Logo, a instituição deve ser, dentre todas, a que maior reverência deve prestar à
observância do que vem disposto na Constituição Federal, tanto em relação aos atores externos
quanto, principalmente, a si própria, no cumprimeno endógeno de todos os postulados
constitucionais (autocontrole da constitucionalidade e filtragem constitucional), seja na
elaboração de projetos de lei, seja na aplicação das leis em vigor ou nos seus atos de gestão.
Para uma instituição eminentemente jurídica, com berço constitucional, a origem de seu dever
é a Carta Fundamental.
Em várias leis de regência de diversas unidades ministeriais há uma específica previsão
legal que contraria, frontalmente, a Constituição Federal: a possibilidade de recusa de promotor
mais antigo para remoção. E sobre essa disciplina legal, claramente inconstitucional, várias
decisões, país a fora, são adotadas regularmente, com a serenidade do fait acomppli. Isso nos
causou espécie e nos levou a elaborar esse ensaio.

◆ **OBJETIVO A**: Encontre nos registros todas as linhas que contêm a palavra "every" e copie cada uma delas, respeitando a distinção entre maiúsculas e minúsculas.
O artigo e os registros têm origens distintas.

◆ **REGISTROS DE DADOS**:

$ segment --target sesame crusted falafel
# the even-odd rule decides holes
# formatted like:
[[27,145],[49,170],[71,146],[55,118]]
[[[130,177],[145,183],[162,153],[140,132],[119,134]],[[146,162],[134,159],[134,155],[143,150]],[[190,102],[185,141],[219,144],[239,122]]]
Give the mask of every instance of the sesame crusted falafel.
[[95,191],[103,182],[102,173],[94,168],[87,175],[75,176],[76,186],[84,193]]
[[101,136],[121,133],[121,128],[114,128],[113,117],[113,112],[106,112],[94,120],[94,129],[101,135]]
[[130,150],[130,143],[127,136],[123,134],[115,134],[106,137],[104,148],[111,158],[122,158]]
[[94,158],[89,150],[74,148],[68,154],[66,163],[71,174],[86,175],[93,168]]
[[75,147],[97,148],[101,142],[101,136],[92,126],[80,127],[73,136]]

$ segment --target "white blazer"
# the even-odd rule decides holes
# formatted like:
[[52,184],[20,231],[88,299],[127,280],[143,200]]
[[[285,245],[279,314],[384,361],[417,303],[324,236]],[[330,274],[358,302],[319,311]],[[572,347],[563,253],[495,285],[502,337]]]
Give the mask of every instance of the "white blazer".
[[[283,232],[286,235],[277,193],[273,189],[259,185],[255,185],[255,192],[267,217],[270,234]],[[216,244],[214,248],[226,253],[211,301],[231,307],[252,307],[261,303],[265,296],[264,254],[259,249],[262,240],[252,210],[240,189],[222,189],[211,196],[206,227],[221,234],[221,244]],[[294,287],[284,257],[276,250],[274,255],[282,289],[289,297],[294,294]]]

◆ **OBJETIVO B**: Dê continuidade ao artigo sobre a recusa de promotor mais antigo para remoção, a partir do ponto em que ele termina.

◆ **RESULTADO DO EXERCÍCIO A**:
Give the mask of every instance of the sesame crusted falafel.
Give the mask of every instance of the "white blazer".

◆ **RESULTADO DO EXERCÍCIO B**:
2- O contexto normativo-constitucional sobre a matéria
A Constituição Federal no art. 93, inciso II, alínea "d", dispõe o seguinte:
"Lei complementar, de iniciativa do Supremo Tribunal Federal, disporá sobre o Estatuto da
Magistratura, observados os seguintes princípios:
II - promoção de entrância para entrância, alternadamente, por antigüidade e merecimento,
atendidas as seguintes normas:
d) na apuração de antigüidade, o tribunal somente poderá recusar o juiz mais antigo pelo voto
fundamentado de dois terços de seus membros, conforme procedimento próprio, e assegurada
ampla defesa, repetindo-se a votação até fixar-se a indicação".
Por esse apanhado normativo, vê-se que o juiz ou membro do Ministério Público
(dado que essas regras se aplicam ao Ministério Público, por conta do disposto no art. 129,
§4º, da CF) pode ser recusado para promoção por antiguidade, não para remoção.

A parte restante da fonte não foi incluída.